Linda Pendleton states:
It was 1968, a time in America of civil unrest, love and flower power, psychedelic streets of Haight Ashbury and Berkeley, the horrors of the Vietnam War, and the iniquities of the Mafia, when Mack Bolan, the Executioner was conceived in the mind of Don Pendleton.
At the height of the Executioner success, many publishers and writers attempted to ride on the coattails of Don's success. Some succeeded. Others did not. In many of those books, what appeared to be missing were the elements that Don had so skillfully crafted with his presentation of his fictional hero.
Within his Bolan stories are strong values, with an underlying theme of a higher morality that Bolan follows. More than once Don said about the Executioner novels, "My biggest job throughout writing the series was to keep faith with Bolan–that what he is doing is right. I wanted an enemy beyond redemption–an enemy that all civilized procedures had failed to put down. The Mafia was ready-made. They embodied all the evils of mankind."

■ ■ ■

TASK A: Based on the passage about the Executioner series, answer yes or no to each statement and quote the words of the passage that decide it. (i) Mack Bolan was conceived in 1968. (ii) Every writer who tried to ride on Don's success succeeded. (iii) Don called the Mafia a ready-made enemy.

DATA EXTRACT:
■ ■ ■

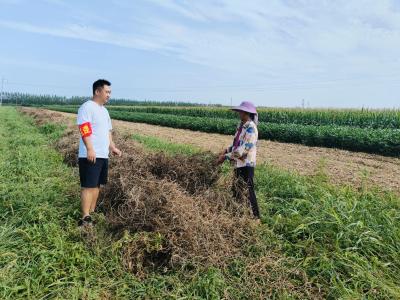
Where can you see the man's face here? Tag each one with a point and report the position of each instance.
(104, 93)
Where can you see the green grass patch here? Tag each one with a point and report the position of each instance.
(346, 240)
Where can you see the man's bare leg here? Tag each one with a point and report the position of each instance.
(95, 196)
(86, 200)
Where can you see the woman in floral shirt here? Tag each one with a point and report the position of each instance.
(243, 151)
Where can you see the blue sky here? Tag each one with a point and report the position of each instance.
(274, 53)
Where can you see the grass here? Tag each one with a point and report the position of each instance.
(383, 141)
(42, 253)
(347, 241)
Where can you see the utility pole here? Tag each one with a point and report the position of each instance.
(2, 89)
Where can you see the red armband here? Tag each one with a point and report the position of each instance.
(85, 129)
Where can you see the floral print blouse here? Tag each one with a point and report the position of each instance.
(244, 147)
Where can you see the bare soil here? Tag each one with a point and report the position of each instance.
(342, 167)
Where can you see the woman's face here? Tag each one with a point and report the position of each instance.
(244, 116)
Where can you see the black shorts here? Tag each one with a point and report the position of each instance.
(93, 174)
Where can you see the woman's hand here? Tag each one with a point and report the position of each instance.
(221, 158)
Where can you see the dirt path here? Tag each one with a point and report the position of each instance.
(342, 166)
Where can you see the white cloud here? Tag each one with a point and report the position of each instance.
(273, 40)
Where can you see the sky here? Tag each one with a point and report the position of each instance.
(279, 53)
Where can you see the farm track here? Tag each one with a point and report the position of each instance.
(341, 166)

■ ■ ■

TASK B: Rewrite the part of the entries that opens with the line containing "Where can you see the woman in" and runs through the end of the entries, replacing "instance" with "occurrence" and leaving everything else unchanged.

FULL SOLUTION A:
(i) Yes: "It was 1968, a time in America of civil unrest, love and flower power, psychedelic streets of Haight Ashbury and Berkeley, the horrors of the Vietnam War, and the iniquities of the Mafia, when Mack Bolan, the Executioner was conceived in the mind of Don Pendleton."
(ii) No: "Some succeeded. Others did not."
(iii) Yes: "The Mafia was ready-made."

FULL SOLUTION B:
Where can you see the woman in floral shirt here? Tag each one with a point and report the position of each occurrence.
(243, 151)
Where can you see the blue sky here? Tag each one with a point and report the position of each occurrence.
(274, 53)
Where can you see the grass here? Tag each one with a point and report the position of each occurrence.
(383, 141)
(42, 253)
(347, 241)
Where can you see the utility pole here? Tag each one with a point and report the position of each occurrence.
(2, 89)
Where can you see the red armband here? Tag each one with a point and report the position of each occurrence.
(85, 129)
Where can you see the floral print blouse here? Tag each one with a point and report the position of each occurrence.
(244, 147)
Where can you see the bare soil here? Tag each one with a point and report the position of each occurrence.
(342, 167)
Where can you see the woman's face here? Tag each one with a point and report the position of each occurrence.
(244, 116)
Where can you see the black shorts here? Tag each one with a point and report the position of each occurrence.
(93, 174)
Where can you see the woman's hand here? Tag each one with a point and report the position of each occurrence.
(221, 158)
Where can you see the dirt path here? Tag each one with a point and report the position of each occurrence.
(342, 166)
Where can you see the white cloud here? Tag each one with a point and report the position of each occurrence.
(273, 40)
Where can you see the sky here? Tag each one with a point and report the position of each occurrence.
(279, 53)
Where can you see the farm track here? Tag each one with a point and report the position of each occurrence.
(341, 166)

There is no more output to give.